··· TEXT SEGMENT ···

Pines Total Health cites a plethora of cases we deem distinguishable. Therein, the depositions of the treating physicians were developed as possible evidence at trial by the insurer entitling them to expert fees. See Progressive Express Ins. Co. vProf’l Med. Group, Inc. a/a/o Jurden Ugalde10 Fla. L. Weekly Supp. 973a (Fla. 11th Jud. Cir. Ct. Oct. 14, 2003); United Auto. Ins. Co. v. Cereceda & Assoc., D.C., P.A. a/a/o Onica Blaize15 Fla. L. Weekly Supp. 1048a (Fla. 11th Jud. Cir. Ct. 2008) and United Auto. Ins. Co. vEduardo J. Garrido, D.C., P.A. a/a/o Aurea T. Abreu17 Fla. L. Weekly Supp. 10a (Fla. 11th Jud. Cir. Ct. Nov. 10, 2009).

Based on Fittipaldi, Dr. Maddux, regardless of his training, is an ordinary fact witness and, therefore, is not entitled to an expert witness fee. Therefore, the trial court erred in entering final judgment finding that Dr. Maddux was an expert witness and entitled to an expert witness fee for his deposition. Further, because the final judgment entered below must be reversed and remanded, the final judgment of attorney’s fees and costs entered below is also reversed and remanded. Marty v. Bainter727 So. 2d 1124, 1125 (Fla. 1th DCA 1999). Pines Total Health’s motion for appellate attorney’s fees pursuant to section 627.428(1), Florida Statutes (2005), is hereby denied. Ivey v. Allstate Ins. Co., 774 So. 2d 679, 684 (Fla. 2000).

REVERSED AND REMANDED. (HUBBART and FREEMAN, JJ. concur.)

__________________

1Appellant correctly avers that Appellee’s argument that Dr. Frachtman’s affidavit was legally insufficient was not argued below and is improper on appellate review. Gisela Inv., N.V. v. Liberty Mut. Ins. Co., 452 So. 2d 1056, 1057 (Fla. 3d DCA 1984).

2In Viles, the Third District Court of Appeal held under section 627.736(7)(a), that a PIP insurer is required to obtain a physician’s report as a condition precedent to withdrawing or denying further medical payments. Viles, 726 So. 2d at 320.

3The Third District Court of Appeal in Bermudez, 980 So. 2d at 1215, held under section 627.736(7)(a), that a valid medical report may be based upon the physical examination of the insured that is conducted by either the physician preparing the report or another physician’s examination.

4A valid report is defined as one that is prepared and signed by a physician examining the injured person or reviewing the treatment records of the injured person. Partners in Health Chiro. v. United Auto. Ins. Co., 21 So. 3d 858, 863 (Fla. 3d DCA 2009).

··· DATA SUPPLIED ···

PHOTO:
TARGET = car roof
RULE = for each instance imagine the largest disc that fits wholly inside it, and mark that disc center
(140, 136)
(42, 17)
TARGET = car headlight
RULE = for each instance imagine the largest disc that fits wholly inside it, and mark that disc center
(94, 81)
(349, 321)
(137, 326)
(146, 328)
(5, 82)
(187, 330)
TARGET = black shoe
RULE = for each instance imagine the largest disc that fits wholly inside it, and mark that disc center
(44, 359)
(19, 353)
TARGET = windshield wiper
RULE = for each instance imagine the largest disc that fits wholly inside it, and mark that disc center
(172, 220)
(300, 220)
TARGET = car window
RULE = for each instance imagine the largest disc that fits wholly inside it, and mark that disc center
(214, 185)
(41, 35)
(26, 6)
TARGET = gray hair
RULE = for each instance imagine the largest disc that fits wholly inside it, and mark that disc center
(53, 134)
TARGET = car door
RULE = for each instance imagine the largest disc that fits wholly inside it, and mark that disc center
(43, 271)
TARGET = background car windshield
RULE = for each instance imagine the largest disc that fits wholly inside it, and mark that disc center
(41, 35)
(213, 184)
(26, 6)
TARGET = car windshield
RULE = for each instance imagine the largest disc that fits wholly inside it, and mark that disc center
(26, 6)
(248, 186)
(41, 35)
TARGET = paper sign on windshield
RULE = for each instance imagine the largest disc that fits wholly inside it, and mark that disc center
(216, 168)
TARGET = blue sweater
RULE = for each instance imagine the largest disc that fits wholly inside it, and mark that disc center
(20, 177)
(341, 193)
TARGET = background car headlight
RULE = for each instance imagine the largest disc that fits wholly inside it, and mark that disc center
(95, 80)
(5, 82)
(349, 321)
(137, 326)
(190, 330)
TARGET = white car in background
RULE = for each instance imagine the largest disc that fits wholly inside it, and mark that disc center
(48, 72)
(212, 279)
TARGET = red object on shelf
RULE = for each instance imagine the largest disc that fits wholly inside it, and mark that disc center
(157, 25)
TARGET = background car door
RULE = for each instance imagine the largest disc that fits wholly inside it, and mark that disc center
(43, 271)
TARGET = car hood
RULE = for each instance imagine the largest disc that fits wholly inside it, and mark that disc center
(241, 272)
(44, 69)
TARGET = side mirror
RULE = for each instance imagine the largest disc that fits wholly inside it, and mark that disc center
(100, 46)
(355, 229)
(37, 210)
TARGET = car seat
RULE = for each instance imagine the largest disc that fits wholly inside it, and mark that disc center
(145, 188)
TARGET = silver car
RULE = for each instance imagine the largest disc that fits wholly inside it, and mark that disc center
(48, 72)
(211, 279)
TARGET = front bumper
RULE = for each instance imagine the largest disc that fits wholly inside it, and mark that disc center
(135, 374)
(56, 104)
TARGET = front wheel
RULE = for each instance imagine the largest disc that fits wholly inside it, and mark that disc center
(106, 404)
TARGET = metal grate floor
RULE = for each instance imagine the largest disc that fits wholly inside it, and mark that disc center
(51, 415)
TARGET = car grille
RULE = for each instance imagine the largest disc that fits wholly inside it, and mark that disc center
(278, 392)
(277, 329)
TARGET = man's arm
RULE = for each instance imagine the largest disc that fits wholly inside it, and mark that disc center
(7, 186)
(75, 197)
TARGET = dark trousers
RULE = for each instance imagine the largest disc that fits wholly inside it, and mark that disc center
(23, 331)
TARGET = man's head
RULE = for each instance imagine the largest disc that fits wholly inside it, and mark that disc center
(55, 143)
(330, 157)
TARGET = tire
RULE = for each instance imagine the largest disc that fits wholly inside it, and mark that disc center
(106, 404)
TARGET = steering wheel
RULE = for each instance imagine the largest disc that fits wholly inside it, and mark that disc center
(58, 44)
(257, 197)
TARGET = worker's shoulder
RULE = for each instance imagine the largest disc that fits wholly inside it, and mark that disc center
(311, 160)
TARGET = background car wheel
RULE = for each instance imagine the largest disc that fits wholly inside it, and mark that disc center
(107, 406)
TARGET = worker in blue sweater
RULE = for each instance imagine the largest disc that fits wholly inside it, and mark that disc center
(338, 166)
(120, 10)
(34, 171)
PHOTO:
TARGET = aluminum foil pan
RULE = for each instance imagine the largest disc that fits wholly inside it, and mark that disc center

···
··· DATA SUPPLIED ···

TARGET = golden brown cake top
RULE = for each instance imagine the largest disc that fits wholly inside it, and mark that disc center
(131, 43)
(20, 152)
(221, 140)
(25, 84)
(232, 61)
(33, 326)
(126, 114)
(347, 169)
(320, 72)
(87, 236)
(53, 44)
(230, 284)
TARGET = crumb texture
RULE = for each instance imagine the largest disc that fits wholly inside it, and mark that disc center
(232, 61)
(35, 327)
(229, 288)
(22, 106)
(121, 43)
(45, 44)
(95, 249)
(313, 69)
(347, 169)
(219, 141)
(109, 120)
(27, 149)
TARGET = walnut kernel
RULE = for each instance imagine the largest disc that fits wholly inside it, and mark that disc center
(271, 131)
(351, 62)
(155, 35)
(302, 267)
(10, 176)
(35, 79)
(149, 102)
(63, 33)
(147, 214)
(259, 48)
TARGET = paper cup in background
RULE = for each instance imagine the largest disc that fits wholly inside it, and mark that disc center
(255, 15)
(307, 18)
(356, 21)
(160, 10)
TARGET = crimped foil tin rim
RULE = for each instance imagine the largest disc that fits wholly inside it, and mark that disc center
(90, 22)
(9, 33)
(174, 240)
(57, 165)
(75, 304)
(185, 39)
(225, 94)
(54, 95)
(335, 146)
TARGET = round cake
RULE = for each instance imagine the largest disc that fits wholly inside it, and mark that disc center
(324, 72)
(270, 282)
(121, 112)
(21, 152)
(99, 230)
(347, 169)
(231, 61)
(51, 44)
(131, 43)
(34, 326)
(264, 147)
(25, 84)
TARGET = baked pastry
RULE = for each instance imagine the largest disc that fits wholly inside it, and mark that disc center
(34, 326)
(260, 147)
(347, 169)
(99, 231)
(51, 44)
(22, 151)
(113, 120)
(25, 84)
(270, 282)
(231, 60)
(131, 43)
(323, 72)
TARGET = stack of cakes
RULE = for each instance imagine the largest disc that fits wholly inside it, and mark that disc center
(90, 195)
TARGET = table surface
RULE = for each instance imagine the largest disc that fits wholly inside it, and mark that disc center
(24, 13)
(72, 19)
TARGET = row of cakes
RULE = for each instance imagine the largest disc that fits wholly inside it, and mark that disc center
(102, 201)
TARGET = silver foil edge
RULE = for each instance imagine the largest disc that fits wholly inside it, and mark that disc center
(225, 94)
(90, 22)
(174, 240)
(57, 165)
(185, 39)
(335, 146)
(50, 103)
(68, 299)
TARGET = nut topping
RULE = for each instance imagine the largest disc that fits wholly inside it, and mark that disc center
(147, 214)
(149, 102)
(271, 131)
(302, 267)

···

ASSIGNMENT | Write out the court opinion from "REVERSED AND REMANDED. (HUBBART" up to and including "3d DCA 1984).", with "report" in place of "affidavit". The records are separate material, unconnected to the court opinion.

SOLUTION BELOW |
REVERSED AND REMANDED. (HUBBART and FREEMAN, JJ. concur.)

__________________

1Appellant correctly avers that Appellee’s argument that Dr. Frachtman’s report was legally insufficient was not argued below and is improper on appellate review. Gisela Inv., N.V. v. Liberty Mut. Ins. Co., 452 So. 2d 1056, 1057 (Fla. 3d DCA 1984).